> **EXERCISE DESCRIPTION**
Are you able to retype all the records below exactly?

[START PROVIDED MATERIAL]

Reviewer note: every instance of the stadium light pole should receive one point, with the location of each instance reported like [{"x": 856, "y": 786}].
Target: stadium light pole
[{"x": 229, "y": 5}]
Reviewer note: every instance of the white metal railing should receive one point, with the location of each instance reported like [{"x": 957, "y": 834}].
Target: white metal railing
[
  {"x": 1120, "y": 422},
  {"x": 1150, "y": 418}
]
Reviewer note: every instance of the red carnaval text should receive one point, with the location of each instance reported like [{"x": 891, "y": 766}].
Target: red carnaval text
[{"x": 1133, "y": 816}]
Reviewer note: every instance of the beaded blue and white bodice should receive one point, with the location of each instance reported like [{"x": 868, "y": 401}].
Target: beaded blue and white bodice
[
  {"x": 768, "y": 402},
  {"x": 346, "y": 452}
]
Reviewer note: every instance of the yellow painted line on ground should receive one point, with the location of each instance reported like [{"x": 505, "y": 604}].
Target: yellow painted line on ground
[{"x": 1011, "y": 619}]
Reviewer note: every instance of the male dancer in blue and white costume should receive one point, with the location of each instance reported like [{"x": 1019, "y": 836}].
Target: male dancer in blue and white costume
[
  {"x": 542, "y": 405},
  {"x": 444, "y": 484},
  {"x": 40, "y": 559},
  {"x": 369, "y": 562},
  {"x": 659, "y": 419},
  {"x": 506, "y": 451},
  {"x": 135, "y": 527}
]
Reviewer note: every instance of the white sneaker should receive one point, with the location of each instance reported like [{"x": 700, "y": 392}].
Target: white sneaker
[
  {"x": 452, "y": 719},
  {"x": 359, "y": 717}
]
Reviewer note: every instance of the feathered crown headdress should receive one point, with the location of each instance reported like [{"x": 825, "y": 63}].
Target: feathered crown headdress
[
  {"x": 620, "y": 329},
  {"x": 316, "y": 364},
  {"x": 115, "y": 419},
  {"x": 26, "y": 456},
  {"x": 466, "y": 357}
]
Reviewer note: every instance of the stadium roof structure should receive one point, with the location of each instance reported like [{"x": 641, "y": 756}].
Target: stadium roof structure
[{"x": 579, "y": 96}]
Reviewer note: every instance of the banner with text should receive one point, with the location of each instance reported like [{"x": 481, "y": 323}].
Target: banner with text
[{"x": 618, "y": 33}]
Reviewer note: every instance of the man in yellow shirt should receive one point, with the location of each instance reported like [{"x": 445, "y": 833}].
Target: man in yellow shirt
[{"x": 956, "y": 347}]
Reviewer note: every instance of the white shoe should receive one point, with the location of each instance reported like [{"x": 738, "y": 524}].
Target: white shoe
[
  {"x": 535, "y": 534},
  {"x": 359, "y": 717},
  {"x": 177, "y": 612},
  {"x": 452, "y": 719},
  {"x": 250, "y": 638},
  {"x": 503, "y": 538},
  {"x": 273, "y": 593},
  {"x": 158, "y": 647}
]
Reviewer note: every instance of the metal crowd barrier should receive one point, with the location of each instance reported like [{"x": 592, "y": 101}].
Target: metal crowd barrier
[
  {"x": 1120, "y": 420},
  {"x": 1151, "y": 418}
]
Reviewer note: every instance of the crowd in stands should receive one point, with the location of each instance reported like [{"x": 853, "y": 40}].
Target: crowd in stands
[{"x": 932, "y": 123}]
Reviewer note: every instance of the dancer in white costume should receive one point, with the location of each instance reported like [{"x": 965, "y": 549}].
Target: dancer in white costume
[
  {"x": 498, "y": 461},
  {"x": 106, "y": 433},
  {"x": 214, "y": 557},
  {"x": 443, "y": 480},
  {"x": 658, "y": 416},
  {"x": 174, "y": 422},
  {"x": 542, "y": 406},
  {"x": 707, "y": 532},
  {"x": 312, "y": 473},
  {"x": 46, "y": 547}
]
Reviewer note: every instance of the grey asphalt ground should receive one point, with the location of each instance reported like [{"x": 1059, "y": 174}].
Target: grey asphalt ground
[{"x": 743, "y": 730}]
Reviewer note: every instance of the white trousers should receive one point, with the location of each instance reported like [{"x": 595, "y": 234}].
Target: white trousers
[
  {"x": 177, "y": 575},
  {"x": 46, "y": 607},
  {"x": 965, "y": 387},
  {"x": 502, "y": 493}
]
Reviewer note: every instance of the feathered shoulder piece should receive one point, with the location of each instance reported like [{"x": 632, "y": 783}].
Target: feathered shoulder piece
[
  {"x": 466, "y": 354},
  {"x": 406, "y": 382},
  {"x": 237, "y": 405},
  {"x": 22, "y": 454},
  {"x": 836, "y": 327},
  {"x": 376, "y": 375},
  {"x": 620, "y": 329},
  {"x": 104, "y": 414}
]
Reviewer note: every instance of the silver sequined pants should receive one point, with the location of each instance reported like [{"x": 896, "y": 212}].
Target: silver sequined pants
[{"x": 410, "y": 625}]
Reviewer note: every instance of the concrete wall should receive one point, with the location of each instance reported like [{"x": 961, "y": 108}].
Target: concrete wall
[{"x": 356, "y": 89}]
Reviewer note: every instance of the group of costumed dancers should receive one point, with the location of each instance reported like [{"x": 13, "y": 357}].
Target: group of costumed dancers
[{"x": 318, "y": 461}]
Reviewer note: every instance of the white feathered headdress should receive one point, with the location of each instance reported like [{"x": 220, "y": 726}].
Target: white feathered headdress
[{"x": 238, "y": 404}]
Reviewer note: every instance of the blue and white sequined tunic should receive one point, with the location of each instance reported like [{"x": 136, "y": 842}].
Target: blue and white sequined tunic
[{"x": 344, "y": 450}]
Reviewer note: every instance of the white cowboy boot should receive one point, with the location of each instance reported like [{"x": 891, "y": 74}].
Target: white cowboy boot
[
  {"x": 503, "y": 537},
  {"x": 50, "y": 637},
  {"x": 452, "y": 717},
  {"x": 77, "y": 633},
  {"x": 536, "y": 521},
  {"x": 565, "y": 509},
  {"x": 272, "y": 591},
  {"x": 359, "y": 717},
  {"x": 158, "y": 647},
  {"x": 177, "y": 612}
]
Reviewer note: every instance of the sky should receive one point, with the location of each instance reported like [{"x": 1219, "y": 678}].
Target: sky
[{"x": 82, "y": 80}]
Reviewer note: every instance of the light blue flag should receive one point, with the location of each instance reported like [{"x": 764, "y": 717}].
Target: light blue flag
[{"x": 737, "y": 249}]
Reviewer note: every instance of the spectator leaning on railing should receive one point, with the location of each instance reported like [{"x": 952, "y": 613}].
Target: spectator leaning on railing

[END PROVIDED MATERIAL]

> **ANSWER TO THIS TASK**
Reviewer note: every instance of the stadium light pole should receive one point, with the location of each instance reported like [{"x": 856, "y": 786}].
Target: stadium light pole
[{"x": 229, "y": 5}]
Reviewer note: every instance of the white metal railing should receive one point, with the location of each instance reported like [{"x": 957, "y": 834}].
Target: white metal railing
[
  {"x": 1120, "y": 422},
  {"x": 1150, "y": 418}
]
Reviewer note: every instance of the red carnaval text should receive one point, with the location of each instance reported like [{"x": 891, "y": 766}].
Target: red carnaval text
[{"x": 1133, "y": 816}]
Reviewer note: every instance of the beaded blue and white bodice should receive one point, with the location of each instance reported like [{"x": 868, "y": 401}].
Target: beaded blue and white bodice
[
  {"x": 768, "y": 402},
  {"x": 346, "y": 452}
]
Reviewer note: every instance of the yellow painted line on ground should receive one point, with the location of each instance reported like [{"x": 505, "y": 604}].
Target: yellow painted line on ground
[{"x": 1011, "y": 619}]
Reviewer note: every instance of the male dancer in blue and white costume should receive one point, with the location of each instance reported like [{"x": 1019, "y": 836}].
Target: male dancer in blue and white costume
[
  {"x": 542, "y": 405},
  {"x": 444, "y": 484},
  {"x": 40, "y": 559},
  {"x": 369, "y": 562},
  {"x": 659, "y": 419},
  {"x": 506, "y": 451},
  {"x": 135, "y": 527}
]
Reviewer note: every instance of the white sneaker should receive one point, with the location of each instance reported like [{"x": 700, "y": 392}].
Target: white sneaker
[
  {"x": 452, "y": 719},
  {"x": 359, "y": 717}
]
Reviewer note: every instance of the feathered crown headdress should receive one point, with the location of each instance reported like [{"x": 825, "y": 63}].
Target: feathered crown headdress
[
  {"x": 620, "y": 329},
  {"x": 316, "y": 364},
  {"x": 115, "y": 419},
  {"x": 26, "y": 456},
  {"x": 466, "y": 357}
]
Reviewer note: every instance of the stadium roof structure should receive one point, with the location of each instance reported like [{"x": 641, "y": 756}].
Target: stadium roof structure
[{"x": 579, "y": 96}]
Reviewer note: every instance of the banner with text should receive one point, with the location of each instance reported like [{"x": 481, "y": 323}].
Target: banner with text
[{"x": 618, "y": 33}]
Reviewer note: every instance of the man in yellow shirt should receive one point, with the location of each instance reported like [{"x": 445, "y": 833}].
Target: man in yellow shirt
[{"x": 956, "y": 347}]
Reviewer note: every instance of the white shoe should receive one point, with the location of each instance reported like [{"x": 738, "y": 524}].
Target: white shoe
[
  {"x": 535, "y": 534},
  {"x": 359, "y": 717},
  {"x": 177, "y": 612},
  {"x": 452, "y": 719},
  {"x": 250, "y": 638},
  {"x": 503, "y": 538},
  {"x": 273, "y": 593},
  {"x": 158, "y": 647}
]
Reviewer note: every instance of the metal crowd barrier should receive one point, with the location of each instance reported like [{"x": 592, "y": 101}].
Target: metal crowd barrier
[
  {"x": 1120, "y": 420},
  {"x": 1151, "y": 418}
]
Reviewer note: every instance of the crowd in stands should receive one point, with the location of each instance reported like [{"x": 853, "y": 40}].
Target: crowd in stands
[{"x": 932, "y": 123}]
Reviewer note: every instance of the dancer in white costume should receive one point, with the location of each instance reported like [{"x": 965, "y": 549}].
Target: dancer in white costume
[
  {"x": 498, "y": 461},
  {"x": 106, "y": 433},
  {"x": 214, "y": 557},
  {"x": 443, "y": 480},
  {"x": 658, "y": 416},
  {"x": 174, "y": 422},
  {"x": 542, "y": 406},
  {"x": 707, "y": 532},
  {"x": 312, "y": 473},
  {"x": 46, "y": 547}
]
Reviewer note: every instance of the grey asphalt ground should receive one point, with the location of each instance reported like [{"x": 1059, "y": 174}].
Target: grey asphalt ground
[{"x": 743, "y": 730}]
Reviewer note: every instance of the white trousers should receive one point, with the location of each instance reported like [{"x": 595, "y": 234}].
Target: white trousers
[
  {"x": 177, "y": 575},
  {"x": 46, "y": 607},
  {"x": 965, "y": 387},
  {"x": 502, "y": 493}
]
Reviewer note: every instance of the feathered shoulder piece should receive one point, with the location of each instance reported like [{"x": 632, "y": 783}].
Target: feathered shoulder piece
[
  {"x": 466, "y": 354},
  {"x": 406, "y": 382},
  {"x": 237, "y": 405},
  {"x": 22, "y": 454},
  {"x": 836, "y": 327},
  {"x": 376, "y": 375},
  {"x": 620, "y": 329},
  {"x": 104, "y": 414}
]
Reviewer note: every instance of the silver sequined pants should receive one point, with the location of each instance reported like [{"x": 896, "y": 212}].
Target: silver sequined pants
[{"x": 410, "y": 625}]
Reviewer note: every instance of the concrete wall should receive one point, with the location of each instance reported like [{"x": 961, "y": 108}].
Target: concrete wall
[{"x": 356, "y": 89}]
Reviewer note: every instance of the group of costumed dancers should receive one point, with the location of each instance reported like [{"x": 13, "y": 357}].
Target: group of costumed dancers
[{"x": 318, "y": 461}]
Reviewer note: every instance of the white feathered headdress should receive one point, with the location of each instance reported like [{"x": 220, "y": 726}].
Target: white feathered headdress
[{"x": 238, "y": 404}]
Reviewer note: every instance of the blue and white sequined tunic should receive one point, with the location of each instance reported like [{"x": 136, "y": 842}].
Target: blue and white sequined tunic
[{"x": 344, "y": 450}]
Reviewer note: every instance of the white cowboy boot should receive one point, with the location of each instance reported like [{"x": 891, "y": 74}].
Target: white cowboy boot
[
  {"x": 503, "y": 537},
  {"x": 50, "y": 637},
  {"x": 452, "y": 717},
  {"x": 77, "y": 633},
  {"x": 536, "y": 521},
  {"x": 565, "y": 509},
  {"x": 272, "y": 591},
  {"x": 359, "y": 717},
  {"x": 158, "y": 647},
  {"x": 177, "y": 612}
]
Reviewer note: every instance of the sky should receive one point, with the location of each instance reported like [{"x": 1219, "y": 678}].
Target: sky
[{"x": 82, "y": 80}]
Reviewer note: every instance of the light blue flag should receive one point, with the location of each instance reported like [{"x": 764, "y": 717}].
Target: light blue flag
[{"x": 737, "y": 249}]
Reviewer note: every instance of the spectator leaning on railing should receive one point, with the location of each instance reported like [{"x": 952, "y": 613}].
Target: spectator leaning on railing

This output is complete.